[Position identification records]
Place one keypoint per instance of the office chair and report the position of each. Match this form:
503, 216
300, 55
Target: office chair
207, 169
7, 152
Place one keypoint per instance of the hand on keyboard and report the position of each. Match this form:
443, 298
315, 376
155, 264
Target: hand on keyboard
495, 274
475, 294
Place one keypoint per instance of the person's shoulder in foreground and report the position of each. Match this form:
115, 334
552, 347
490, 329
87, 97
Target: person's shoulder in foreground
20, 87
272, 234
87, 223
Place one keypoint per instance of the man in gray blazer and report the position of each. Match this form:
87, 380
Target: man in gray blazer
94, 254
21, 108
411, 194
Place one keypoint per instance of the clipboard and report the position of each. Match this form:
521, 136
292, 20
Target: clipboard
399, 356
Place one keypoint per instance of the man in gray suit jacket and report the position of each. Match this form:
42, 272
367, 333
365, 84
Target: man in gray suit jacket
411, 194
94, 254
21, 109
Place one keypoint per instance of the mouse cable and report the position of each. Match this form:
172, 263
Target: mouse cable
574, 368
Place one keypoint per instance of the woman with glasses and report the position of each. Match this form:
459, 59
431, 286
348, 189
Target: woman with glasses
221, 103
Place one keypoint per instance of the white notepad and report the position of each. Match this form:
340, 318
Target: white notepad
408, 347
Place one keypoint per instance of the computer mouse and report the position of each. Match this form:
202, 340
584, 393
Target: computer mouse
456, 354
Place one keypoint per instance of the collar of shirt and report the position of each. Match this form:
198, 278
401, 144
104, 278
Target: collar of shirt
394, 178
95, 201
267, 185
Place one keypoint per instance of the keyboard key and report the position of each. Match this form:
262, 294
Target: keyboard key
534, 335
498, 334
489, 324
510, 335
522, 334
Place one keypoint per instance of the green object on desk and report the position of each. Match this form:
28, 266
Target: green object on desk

[What the exercise asks] Make an exact copy of every line from the one with "Place one keypoint per instance of the computer" to the end of the data, with the first and last of those lines included.

[Output below]
Place one keypoint per instance of the computer mouse and report the position of each. Match this form:
202, 340
584, 393
Target: computer mouse
456, 354
Place one keypoint per instance of the collar of shirt and report the position of each. Match this form:
198, 278
401, 144
104, 278
Target: collar of shirt
394, 178
95, 201
267, 185
Place one keypoint per instance of the keyboard key and report the position of each. Match this form:
262, 294
Target: keyboard key
534, 335
498, 334
489, 324
510, 335
522, 334
Place one keypoint per instance of the green object on desk and report the position of each. Match this form:
28, 266
Target: green object on desk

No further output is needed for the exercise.